▶ [About this exercise]:
Repeat the data exactly. Pictures stay out.
——————————
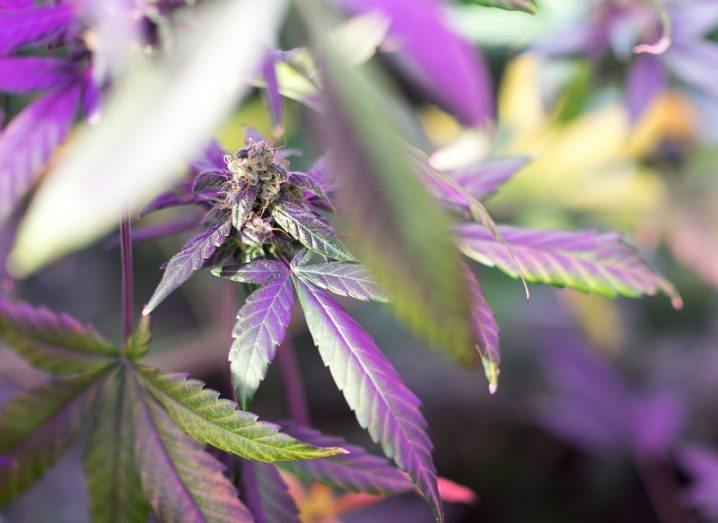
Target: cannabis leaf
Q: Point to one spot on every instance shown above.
(53, 342)
(190, 258)
(357, 471)
(345, 279)
(37, 426)
(372, 388)
(112, 476)
(182, 482)
(311, 231)
(586, 261)
(217, 422)
(260, 327)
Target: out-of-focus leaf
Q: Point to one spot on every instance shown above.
(345, 279)
(586, 260)
(112, 477)
(26, 74)
(267, 495)
(27, 143)
(181, 481)
(457, 76)
(217, 422)
(304, 226)
(260, 327)
(372, 388)
(30, 26)
(400, 233)
(528, 6)
(358, 471)
(53, 342)
(190, 259)
(138, 345)
(144, 135)
(486, 331)
(37, 426)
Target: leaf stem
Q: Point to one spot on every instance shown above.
(293, 384)
(128, 311)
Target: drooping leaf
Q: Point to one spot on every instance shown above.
(112, 478)
(37, 426)
(181, 481)
(306, 227)
(190, 259)
(139, 146)
(53, 342)
(486, 330)
(528, 6)
(357, 471)
(397, 228)
(586, 261)
(217, 422)
(138, 345)
(257, 271)
(372, 388)
(27, 143)
(345, 279)
(26, 74)
(266, 494)
(260, 327)
(31, 26)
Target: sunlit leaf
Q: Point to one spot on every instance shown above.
(217, 422)
(372, 388)
(145, 133)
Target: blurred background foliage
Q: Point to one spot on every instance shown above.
(655, 180)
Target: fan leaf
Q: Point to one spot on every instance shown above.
(217, 422)
(191, 258)
(38, 425)
(586, 261)
(53, 342)
(372, 388)
(302, 224)
(112, 477)
(260, 327)
(344, 279)
(357, 471)
(181, 481)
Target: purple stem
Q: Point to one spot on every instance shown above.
(293, 384)
(128, 310)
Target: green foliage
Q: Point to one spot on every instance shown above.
(112, 477)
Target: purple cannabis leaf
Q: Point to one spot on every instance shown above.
(357, 471)
(266, 494)
(586, 260)
(260, 327)
(372, 388)
(486, 330)
(445, 64)
(345, 279)
(190, 258)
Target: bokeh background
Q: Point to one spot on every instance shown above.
(606, 409)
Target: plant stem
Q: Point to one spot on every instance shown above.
(293, 384)
(128, 309)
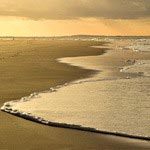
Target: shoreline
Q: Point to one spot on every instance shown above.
(108, 142)
(7, 108)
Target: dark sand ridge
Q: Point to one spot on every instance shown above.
(37, 70)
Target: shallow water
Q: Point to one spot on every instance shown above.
(111, 104)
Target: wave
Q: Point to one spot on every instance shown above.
(40, 120)
(8, 107)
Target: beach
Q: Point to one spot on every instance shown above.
(41, 72)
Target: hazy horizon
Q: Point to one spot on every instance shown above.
(87, 17)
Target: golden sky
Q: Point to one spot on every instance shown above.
(69, 17)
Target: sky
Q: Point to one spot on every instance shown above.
(72, 17)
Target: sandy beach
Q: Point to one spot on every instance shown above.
(36, 62)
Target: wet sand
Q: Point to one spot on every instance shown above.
(37, 63)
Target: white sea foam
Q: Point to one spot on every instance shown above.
(110, 105)
(142, 45)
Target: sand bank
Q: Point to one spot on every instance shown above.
(87, 111)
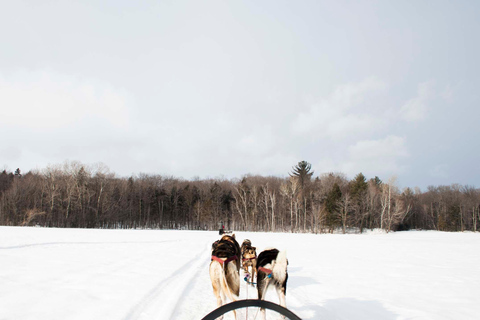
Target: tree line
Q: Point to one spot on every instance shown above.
(74, 195)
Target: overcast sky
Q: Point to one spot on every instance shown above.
(228, 88)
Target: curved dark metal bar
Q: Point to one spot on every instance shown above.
(250, 303)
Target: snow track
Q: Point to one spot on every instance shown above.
(163, 299)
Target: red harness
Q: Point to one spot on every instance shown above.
(224, 261)
(267, 271)
(246, 259)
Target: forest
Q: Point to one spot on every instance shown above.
(75, 195)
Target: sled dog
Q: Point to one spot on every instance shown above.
(249, 259)
(225, 268)
(272, 271)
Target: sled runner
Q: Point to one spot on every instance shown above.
(250, 303)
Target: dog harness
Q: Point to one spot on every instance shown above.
(224, 261)
(267, 271)
(246, 259)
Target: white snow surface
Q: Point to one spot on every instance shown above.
(157, 274)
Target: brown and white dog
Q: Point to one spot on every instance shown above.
(225, 269)
(249, 259)
(272, 271)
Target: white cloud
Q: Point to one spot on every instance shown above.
(416, 109)
(378, 157)
(48, 100)
(351, 110)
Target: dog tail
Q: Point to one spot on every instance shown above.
(231, 281)
(280, 268)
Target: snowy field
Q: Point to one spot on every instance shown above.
(153, 274)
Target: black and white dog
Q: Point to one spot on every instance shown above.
(272, 270)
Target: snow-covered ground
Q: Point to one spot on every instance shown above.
(155, 274)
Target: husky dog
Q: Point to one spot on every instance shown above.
(224, 269)
(272, 270)
(249, 259)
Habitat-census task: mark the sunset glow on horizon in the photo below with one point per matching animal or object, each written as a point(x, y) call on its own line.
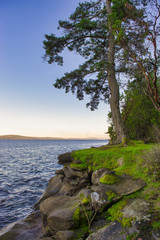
point(30, 105)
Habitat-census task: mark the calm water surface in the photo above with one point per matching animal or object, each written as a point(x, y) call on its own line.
point(25, 168)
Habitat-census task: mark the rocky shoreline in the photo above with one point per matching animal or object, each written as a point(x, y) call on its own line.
point(80, 204)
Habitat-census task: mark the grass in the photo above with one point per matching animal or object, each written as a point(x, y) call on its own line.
point(133, 164)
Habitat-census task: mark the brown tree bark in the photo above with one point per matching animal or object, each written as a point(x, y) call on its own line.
point(113, 84)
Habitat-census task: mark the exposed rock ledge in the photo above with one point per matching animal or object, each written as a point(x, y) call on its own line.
point(74, 197)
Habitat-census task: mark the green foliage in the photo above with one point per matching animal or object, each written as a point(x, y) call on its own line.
point(138, 112)
point(107, 156)
point(109, 179)
point(111, 195)
point(76, 215)
point(156, 224)
point(152, 162)
point(132, 236)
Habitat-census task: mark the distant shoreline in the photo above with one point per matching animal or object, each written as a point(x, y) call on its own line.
point(19, 137)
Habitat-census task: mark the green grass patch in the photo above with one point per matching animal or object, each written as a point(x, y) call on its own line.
point(133, 164)
point(109, 179)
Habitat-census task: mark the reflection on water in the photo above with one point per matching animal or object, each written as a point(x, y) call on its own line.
point(25, 168)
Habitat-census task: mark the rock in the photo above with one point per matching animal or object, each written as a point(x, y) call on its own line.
point(65, 235)
point(114, 231)
point(137, 208)
point(125, 186)
point(59, 171)
point(74, 173)
point(30, 228)
point(120, 161)
point(58, 211)
point(96, 176)
point(53, 188)
point(65, 159)
point(97, 200)
point(46, 238)
point(53, 203)
point(61, 219)
point(71, 187)
point(156, 234)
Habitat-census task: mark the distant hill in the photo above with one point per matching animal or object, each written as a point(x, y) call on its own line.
point(19, 137)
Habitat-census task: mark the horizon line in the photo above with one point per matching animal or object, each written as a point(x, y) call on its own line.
point(21, 137)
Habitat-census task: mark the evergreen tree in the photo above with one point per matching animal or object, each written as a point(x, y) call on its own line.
point(96, 31)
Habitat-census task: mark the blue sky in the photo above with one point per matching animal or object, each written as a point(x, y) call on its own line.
point(29, 104)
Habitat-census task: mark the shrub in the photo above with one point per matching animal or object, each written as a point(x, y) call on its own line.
point(152, 162)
——————————
▶ [Answer area]:
Target: cannabis leaf
Q: Point to one spot on every instance shown above.
(53, 342)
(190, 258)
(357, 471)
(345, 279)
(37, 426)
(372, 388)
(112, 476)
(182, 482)
(311, 231)
(586, 261)
(217, 422)
(260, 327)
Target: out-of-focus leaf
Q: Point to one spot on every instance shown above.
(345, 279)
(586, 260)
(112, 477)
(26, 74)
(267, 495)
(27, 143)
(181, 481)
(457, 76)
(217, 422)
(304, 226)
(260, 327)
(372, 388)
(30, 26)
(400, 233)
(528, 6)
(358, 471)
(53, 342)
(190, 259)
(138, 345)
(144, 135)
(486, 331)
(37, 426)
Target: leaf stem
Q: Point to one spot on every instance shown above.
(293, 384)
(128, 311)
Target: drooping leaf
Q: Point to one spot on every instance shown above.
(112, 478)
(37, 426)
(181, 481)
(306, 227)
(190, 259)
(139, 146)
(53, 342)
(486, 330)
(528, 6)
(357, 471)
(397, 228)
(586, 261)
(217, 422)
(138, 345)
(257, 271)
(372, 388)
(27, 143)
(345, 279)
(26, 74)
(266, 494)
(260, 327)
(31, 26)
Target: sunlit leaf
Q: Point to one spot on every instance shown above.
(217, 422)
(372, 388)
(145, 133)
Target: blurred background foliage
Q: Point to one spot on every instance shown above.
(655, 180)
Target: fan leaf
Q: Point to one spot on every instance shown above.
(217, 422)
(191, 258)
(38, 425)
(586, 261)
(53, 342)
(372, 388)
(302, 224)
(112, 477)
(260, 327)
(344, 279)
(357, 471)
(181, 481)
Target: purple stem
Q: Point to one spot on every instance shown above.
(293, 384)
(128, 310)
Target: green foliage
Q: Point to one spot on every instance shown above.
(112, 477)
Target: purple cannabis leaf
Q: Point to one spot on every instance shown above.
(357, 471)
(266, 494)
(586, 260)
(260, 327)
(372, 388)
(486, 330)
(445, 64)
(345, 279)
(190, 258)
Target: bokeh background
Q: Point to one spot on every instance shown above.
(606, 409)
Target: plant stem
Q: Point to one spot on every instance shown above.
(293, 384)
(128, 309)
Target: shoreline
Q: Point to one spot on every instance shown above.
(108, 142)
(7, 108)
Target: dark sand ridge
Q: Point to one spot on every instance shown above.
(37, 70)
Target: shallow water
Q: Point to one spot on every instance shown above.
(111, 104)
Target: wave
Q: Point to one spot on every instance shown above.
(40, 120)
(8, 107)
Target: beach
Q: Point to one spot on every instance shown above.
(41, 72)
Target: hazy horizon
Q: Point to one spot on every instance shown above.
(87, 17)
Target: golden sky
Q: Point to one spot on every instance shown above.
(69, 17)
Target: sky
Q: Point to one spot on every instance shown above.
(72, 17)
Target: sandy beach
Q: Point to one spot on every instance shown above.
(36, 62)
Target: wet sand
Q: Point to one spot on every instance shown above.
(37, 63)
Target: white sea foam
Q: Point to one spot on every instance shown above.
(110, 105)
(142, 45)
Target: sand bank
Q: Point to one spot on every instance shown above.
(87, 111)
Target: tree line
Q: Point to one spot on every instance shown above.
(74, 195)
Target: overcast sky
Q: Point to one spot on every instance shown above.
(228, 88)
Target: curved dark metal bar
Q: Point to one spot on every instance shown above.
(250, 303)
Target: snow track
Q: Point to one spot on every instance shown above.
(163, 299)
Target: red harness
Q: Point to one spot on every instance shown above.
(224, 261)
(267, 271)
(246, 259)
Target: forest
Q: Point to one spot on every instance shown above.
(75, 195)
Target: sled dog
Q: Point to one spot on every instance shown above.
(249, 259)
(225, 268)
(272, 271)
Target: sled runner
Q: Point to one spot on every instance shown above.
(250, 303)
Target: dog harness
Q: Point to one spot on every instance shown above.
(224, 261)
(267, 271)
(246, 259)
Target: white snow surface
Q: Point to one spot on every instance shown above.
(157, 274)
Target: brown and white dog
Q: Point to one spot on every instance shown above.
(225, 269)
(249, 259)
(272, 271)
Target: white cloud
Q: Point to one spot on every instance shown above.
(416, 109)
(378, 157)
(48, 100)
(351, 110)
Target: dog tail
Q: Point to one spot on every instance shown above.
(231, 281)
(280, 268)
Target: snowy field
Q: Point to one spot on every instance shown above.
(153, 274)
Target: black and white dog
Q: Point to one spot on every instance shown above.
(272, 270)
Target: snow-covered ground
Q: Point to one spot on every instance shown above.
(155, 274)
Target: husky dog
Q: Point to one spot on every instance shown above.
(224, 269)
(272, 270)
(249, 259)
Habitat-census task: mark the sunset glow on horizon in the photo below with one point per matching animal or object, each written as a point(x, y) call on its own line.
point(30, 105)
Habitat-census task: mark the calm water surface in the photo above with one point per matching animal or object, each written as a point(x, y) call on its own line.
point(25, 168)
Habitat-census task: mark the rocky shoreline in the photo above with one point per matching animal or object, each written as a point(x, y) call on its own line.
point(80, 204)
Habitat-census task: mark the grass in the photo above with one point per matching animal or object, each written as a point(x, y) call on its own line.
point(133, 164)
Habitat-census task: mark the brown tree bark in the photo above with one point per matching animal or object, each written as a point(x, y) call on its own line.
point(113, 84)
Habitat-census task: mark the exposed rock ledge in the photo above with one point per matching animal or object, each written as a point(x, y) call on its own line.
point(74, 197)
Habitat-census task: mark the green foliage in the photo above with one point per matching animal or object, each written as a point(x, y) call on its own line.
point(138, 112)
point(107, 156)
point(109, 179)
point(111, 195)
point(76, 215)
point(156, 224)
point(152, 162)
point(132, 236)
Habitat-census task: mark the distant shoreline in the photo above with one point per matching animal or object, each written as a point(x, y) call on its own line.
point(19, 137)
Habitat-census task: mark the green grass patch in the photo above with one point per matching animal or object, each written as a point(x, y) call on its own line.
point(133, 164)
point(109, 179)
Habitat-census task: mark the reflection on water in the photo above with one point per matching animal or object, each written as a point(x, y) call on its own line.
point(25, 168)
Habitat-census task: mark the rock in the photo above with one point per matching animal or object, each written as a point(x, y) call on its own line.
point(65, 235)
point(114, 231)
point(137, 208)
point(125, 186)
point(59, 171)
point(74, 173)
point(30, 228)
point(120, 161)
point(58, 211)
point(96, 176)
point(53, 188)
point(65, 159)
point(97, 200)
point(46, 238)
point(53, 203)
point(61, 219)
point(71, 187)
point(156, 234)
Habitat-census task: mark the distant hill in the photo above with one point per matching animal or object, each written as a point(x, y) call on its own line.
point(19, 137)
Habitat-census task: mark the horizon line in the photo above with one point per matching animal or object, each written as a point(x, y) call on its own line.
point(21, 137)
Habitat-census task: mark the evergreen tree in the photo above with one point per matching animal or object, each written as a point(x, y) call on its own line.
point(96, 31)
Habitat-census task: mark the blue sky in the photo above with one point per matching animal or object, each written as a point(x, y) call on its own line.
point(29, 104)
Habitat-census task: mark the shrub in the photo above with one point per matching animal or object, each written as a point(x, y) call on its own line.
point(152, 162)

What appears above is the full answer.